Tentara dan Senjata: Cara Jakarta Mengurus Papua

Print Friendly, PDF & Email

Ilustrasi: Alit Ambara (Nobodycorp)


BARU-BARU ini, sebuah video tersebar luas di media sosial, memperlihatkan seorang warga Papua yang dituduh milisi pro-kemerdekaan disiksa di dalam drum oleh Tentara Nasional Indonesia (TNI). Tak lama kemudian Panglima Kodam XVII/Cenderawasih Izak Pangemanan membenarkan peristiwa tersebut dan meminta maaf

Hak untuk tidak disiksa adalah prinsip yang diakui secara internasional (peremptory norms atau jus cogens). Dalam hukum nasional, larangan terhadap praktik penyiksaan juga telah diatur secara jelas dalam Konstitusi, UU HAM, serta Konvensi Menentang Penyiksaan dan Perlakuan atau Penghukuman Lain yang Kejam, Tidak Manusiawi, atau Merendahkan Martabat Manusia–yang telah diratifikasi oleh Indonesia.

Maka, penyiksaan terhadap orang asli Papua (OAP) ini adalah pelanggaran yang sangat serius dan memerlukan langkah yang tepat dari pemerintah, sebab situasi ini semakin memicu kekhawatiran terhadap penegakan hak asasi manusia (HAM) dan perlindungan terhadap warga di sana, yang memang telah lama menjadi sorotan internasional.


Tanggung Jawab Negara

Dalam hukum internasional, negara atau lebih khususnya pemerintah merupakan aktor utama dalam perlindungan HAM. Sebagai pemangku kewajiban (duty bearer), negara harus menghormati (to respect), melindungi (to protect), dan memenuhi (to fulfill) hak asasi. Kewajiban melindungi ini juga termasuk dari militer dan aparat keamanan lain. Hal ini pun tertuang dalam Konstitusi, yakni pada pasal 28I ayat (4) yang menyatakan bahwa, “Perlindungan, pemajuan, penegakan, dan pemenuhan hak asasi manusia adalah tanggung jawab negara, terutama pemerintah.”

Di sisi lain, warga merupakan entitas pemegang hak (right holder) dalam HAM. Itu artinya hak asasinya mesti dihormati, dilindungi, dan dipenuhi oleh negara. 

Kasus penyiksaan di Papua dengan demikian merupakan contoh nyata pelanggaran dalam menjalankan kewajiban. Jika juga mengabaikan dalam mencegah dan menindak, negara pun telah melanggar HAM secara pasif (by omission). Kewajiban negara dalam kasus ini bukan hanya sebatas memberikan sanksi kepada yang terlibat, tapi juga mengungkap motif di baliknya, memastikan pemulihan hak-hak korban, dan memberikan jaminan bahwa kasus serupa tidak akan terulang kembali.

Tapi faktanya hal seperti ini terus berulang. Perhimpunan Bantuan Hukum Indonesia (PBHI) mencatat tahun 2022 terdapat 32 kasus kekerasan oleh aparat, dan meningkat menjadi 44 kasus pada 2023.

=== SOAL YANG DIBERIKAN 1 ===
Ganti "marker" dengan "dot" pada baris-baris data, mulai dari baris yang memuat "the red taillight" sampai akhir data, termasuk kedua batasnya. Tuliskan kembali hanya bagian itu, sisanya tetap sama.

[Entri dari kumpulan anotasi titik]
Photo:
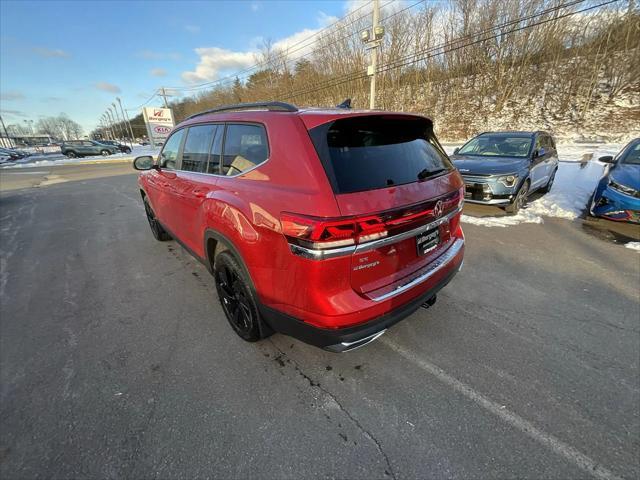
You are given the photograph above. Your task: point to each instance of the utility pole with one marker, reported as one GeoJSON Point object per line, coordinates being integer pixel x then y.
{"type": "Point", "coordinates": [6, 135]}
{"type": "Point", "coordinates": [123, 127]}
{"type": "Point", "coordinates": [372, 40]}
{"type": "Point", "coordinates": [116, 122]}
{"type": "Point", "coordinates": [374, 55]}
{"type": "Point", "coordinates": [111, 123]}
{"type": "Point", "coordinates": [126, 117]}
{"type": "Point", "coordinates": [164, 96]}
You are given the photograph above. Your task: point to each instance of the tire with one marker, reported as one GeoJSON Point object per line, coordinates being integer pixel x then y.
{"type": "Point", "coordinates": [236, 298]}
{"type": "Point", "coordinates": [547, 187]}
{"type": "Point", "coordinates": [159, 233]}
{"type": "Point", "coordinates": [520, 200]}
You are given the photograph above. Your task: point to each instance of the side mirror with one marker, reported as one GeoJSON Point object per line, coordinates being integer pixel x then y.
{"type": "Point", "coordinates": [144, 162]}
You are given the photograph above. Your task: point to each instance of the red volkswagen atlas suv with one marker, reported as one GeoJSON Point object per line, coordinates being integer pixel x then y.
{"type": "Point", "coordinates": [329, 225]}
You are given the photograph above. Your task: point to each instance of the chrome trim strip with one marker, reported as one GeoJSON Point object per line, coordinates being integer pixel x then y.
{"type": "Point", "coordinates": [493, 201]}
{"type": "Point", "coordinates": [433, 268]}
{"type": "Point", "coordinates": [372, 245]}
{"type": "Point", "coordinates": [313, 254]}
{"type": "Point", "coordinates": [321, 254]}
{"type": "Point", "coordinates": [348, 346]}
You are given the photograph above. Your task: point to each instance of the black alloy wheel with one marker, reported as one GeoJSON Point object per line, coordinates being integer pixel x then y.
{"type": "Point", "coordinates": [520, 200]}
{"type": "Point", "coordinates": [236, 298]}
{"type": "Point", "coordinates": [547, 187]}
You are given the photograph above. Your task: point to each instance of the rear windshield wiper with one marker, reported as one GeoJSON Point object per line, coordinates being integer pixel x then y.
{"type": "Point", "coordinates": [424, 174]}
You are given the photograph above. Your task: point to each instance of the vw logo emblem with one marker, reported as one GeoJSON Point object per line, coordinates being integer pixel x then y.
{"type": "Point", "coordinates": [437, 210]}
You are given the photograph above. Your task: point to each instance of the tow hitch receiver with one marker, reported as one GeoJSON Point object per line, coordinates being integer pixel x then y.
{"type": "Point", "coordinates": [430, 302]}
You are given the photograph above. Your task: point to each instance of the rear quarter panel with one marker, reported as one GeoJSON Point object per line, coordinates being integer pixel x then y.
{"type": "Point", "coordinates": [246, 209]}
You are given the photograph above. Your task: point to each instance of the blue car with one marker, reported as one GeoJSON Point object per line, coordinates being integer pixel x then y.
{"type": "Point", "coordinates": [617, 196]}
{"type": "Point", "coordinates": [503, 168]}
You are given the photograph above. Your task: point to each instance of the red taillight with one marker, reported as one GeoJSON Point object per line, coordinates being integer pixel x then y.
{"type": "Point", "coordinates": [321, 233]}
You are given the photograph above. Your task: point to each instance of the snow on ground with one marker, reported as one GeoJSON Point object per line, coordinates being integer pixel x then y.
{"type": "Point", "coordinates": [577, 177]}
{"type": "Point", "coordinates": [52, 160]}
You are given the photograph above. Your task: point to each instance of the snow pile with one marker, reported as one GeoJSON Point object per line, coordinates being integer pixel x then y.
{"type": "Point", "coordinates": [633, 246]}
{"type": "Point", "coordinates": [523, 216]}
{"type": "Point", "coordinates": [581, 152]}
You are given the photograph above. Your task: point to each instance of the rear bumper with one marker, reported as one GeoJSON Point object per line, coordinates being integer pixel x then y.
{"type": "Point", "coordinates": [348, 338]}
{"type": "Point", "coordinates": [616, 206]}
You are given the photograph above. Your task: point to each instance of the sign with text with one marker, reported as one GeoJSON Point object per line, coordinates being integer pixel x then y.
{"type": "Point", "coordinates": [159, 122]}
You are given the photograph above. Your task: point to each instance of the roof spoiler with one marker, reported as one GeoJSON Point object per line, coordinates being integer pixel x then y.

=== SOAL YANG DIBERIKAN 2 ===
Teruskan tulisan tentang tentara dan penanganan Papua ini mulai dari kalimat terakhirnya.

=== HASIL 1 ===
You are given the photograph above. Your task: point to each instance of the red taillight with one dot, reported as one GeoJSON Point object per line, coordinates being integer pixel x then y.
{"type": "Point", "coordinates": [321, 233]}
You are given the photograph above. Your task: point to each instance of the snow on ground with one dot, reported as one GeoJSON Point object per line, coordinates being integer pixel x then y.
{"type": "Point", "coordinates": [577, 177]}
{"type": "Point", "coordinates": [52, 160]}
You are given the photograph above. Your task: point to each instance of the snow pile with one dot, reported as one GeoJSON Point object per line, coordinates being integer pixel x then y.
{"type": "Point", "coordinates": [633, 246]}
{"type": "Point", "coordinates": [523, 216]}
{"type": "Point", "coordinates": [581, 152]}
You are given the photograph above. Your task: point to each instance of the rear bumper with one dot, reported as one GeoJSON Point object per line, coordinates being integer pixel x then y.
{"type": "Point", "coordinates": [348, 338]}
{"type": "Point", "coordinates": [616, 206]}
You are given the photograph above. Your task: point to each instance of the sign with text with one dot, reported as one GeoJSON Point object per line, coordinates being integer pixel x then y.
{"type": "Point", "coordinates": [159, 122]}
You are given the photograph above. Your task: point to each instance of the roof spoiler with one dot, reported as one GeoJSON Point object per line, coordinates being integer pixel x then y.

=== HASIL 2 ===
Untuk menentukan ada atau tidaknya pelanggaran hak asasi, langkah awalnya adalah mengaitkan pelanggaran tersebut dengan tindakan negara, baik secara langsung (by commision) maupun tidak (by omission), yang bisa meliputi tindakan aktif maupun kegagalan negara untuk mencegah pelanggaran tersebut terjadi (Rahayu, 2015). Senada dengan itu, dalam teori Baehr (1998) yang menjelaskan konsep pelanggaran HAM, ada konsep “vertikal HAM”. Ini merujuk pada perlindungan individu atau kelompok dari intervensi tidak adil oleh pemerintah. Ada pula “horizontal HAM” yang mengacu pada perlindungan negara dari sesama warga. 

Dalam pengertian tersebut, pemerintah mestilah memastikan bahwa institusi-institusi negara, seperti polisi dan militer, beroperasi sesuai dengan prinsip-prinsip HAM, termasuk dengan cara menggelar pelatihan tentang standar internasional yang relevan dan prosedur hukum yang adil. Pemerintah juga mesti mengadopsi mekanisme pengawasan yang efektif untuk menghindari penyalahgunaan kekuasaan oleh aparat.

Dalam konteks penegakan HAM di Papua, pemerintah mesti mengambil langkah-langkah konkret untuk menegakkan keadilan dan akuntabilitas. Ini mencakup penyelidikan yang cepat, transparan, dan independen terhadap laporan pelanggaran HAM, serta mengadili dan memberi sanksi pelaku secara adil dan sesuai dengan hukum. Selain itu juga mengubah secara struktural dan budaya dalam institusi untuk mencegah pelanggaran di masa depan. 

Indonesia, sebagai negara demokratis, harus menegaskan komitmennya untuk melindungi hak asasi tanpa kecuali, bukan hanya karena kewajiban hukum internasional, tetapi juga sebagai upaya moral dalam menjaga kemanusiaan.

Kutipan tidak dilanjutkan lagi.